### Short exercise
Lay out the data from its first line up to and including the line with "[124,162,189,191]" as a Markdown table with the columns Row and Text, numbering each row and leaving out blank lines.

### Data rows

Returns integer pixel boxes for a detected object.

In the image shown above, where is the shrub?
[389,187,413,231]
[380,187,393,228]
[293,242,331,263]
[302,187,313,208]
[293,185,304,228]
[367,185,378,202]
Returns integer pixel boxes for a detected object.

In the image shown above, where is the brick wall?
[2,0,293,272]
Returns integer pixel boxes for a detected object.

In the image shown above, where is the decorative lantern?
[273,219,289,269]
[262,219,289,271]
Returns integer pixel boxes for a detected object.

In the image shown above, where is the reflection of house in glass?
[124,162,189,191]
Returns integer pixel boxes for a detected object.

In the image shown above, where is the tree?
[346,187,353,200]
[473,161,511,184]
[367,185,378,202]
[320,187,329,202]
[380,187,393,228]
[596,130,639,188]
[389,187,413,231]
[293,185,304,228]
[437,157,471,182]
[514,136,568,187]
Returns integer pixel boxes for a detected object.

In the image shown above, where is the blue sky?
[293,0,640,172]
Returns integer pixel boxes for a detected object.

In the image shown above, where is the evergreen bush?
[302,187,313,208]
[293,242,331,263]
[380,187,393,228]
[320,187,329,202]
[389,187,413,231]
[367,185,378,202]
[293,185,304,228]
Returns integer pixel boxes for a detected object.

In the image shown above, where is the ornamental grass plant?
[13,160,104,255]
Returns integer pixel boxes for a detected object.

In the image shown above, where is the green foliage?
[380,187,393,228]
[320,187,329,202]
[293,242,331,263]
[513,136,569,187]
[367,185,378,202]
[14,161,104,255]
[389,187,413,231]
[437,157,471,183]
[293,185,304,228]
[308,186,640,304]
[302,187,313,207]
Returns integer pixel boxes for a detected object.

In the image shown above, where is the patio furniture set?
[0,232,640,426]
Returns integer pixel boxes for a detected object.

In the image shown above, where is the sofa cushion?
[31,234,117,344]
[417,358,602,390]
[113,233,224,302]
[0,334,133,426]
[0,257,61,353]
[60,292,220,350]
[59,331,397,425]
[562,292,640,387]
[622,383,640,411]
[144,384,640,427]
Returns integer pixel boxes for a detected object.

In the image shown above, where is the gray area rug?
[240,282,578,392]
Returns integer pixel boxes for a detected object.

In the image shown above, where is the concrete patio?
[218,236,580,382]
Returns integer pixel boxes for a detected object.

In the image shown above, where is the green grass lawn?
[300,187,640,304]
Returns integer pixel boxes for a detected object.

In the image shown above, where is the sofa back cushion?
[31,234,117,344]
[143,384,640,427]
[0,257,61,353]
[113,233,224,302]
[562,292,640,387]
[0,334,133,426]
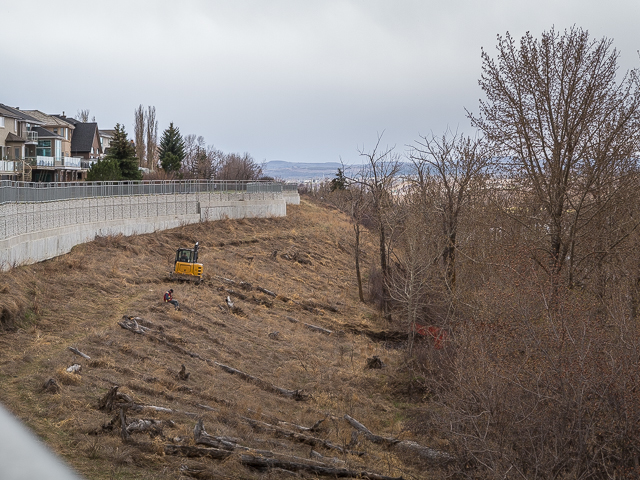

### Exercise response
| Row | Text |
|---|---|
| 1 | Returns integer pixel boxes for a detected object. |
| 2 | In the image shown above, where is the shrub? |
| 3 | [389,187,413,231] |
| 4 | [380,187,393,228] |
| 5 | [293,242,331,263] |
| 6 | [302,187,313,208] |
| 7 | [293,185,304,228] |
| 8 | [367,185,378,202] |
| 9 | Returns integer pixel boxes for a detected object. |
| 10 | In the image shown above, where is the brick wall? |
| 11 | [2,0,293,272] |
| 12 | Returns integer pixel boxes for a detected object. |
| 13 | In the image shown above, where is the decorative lantern? |
| 14 | [273,219,289,269] |
| 15 | [262,219,289,271] |
| 16 | Returns integer pixel boxes for a detected object. |
| 17 | In the image shown above, where is the reflection of house in glass? |
| 18 | [124,162,189,191] |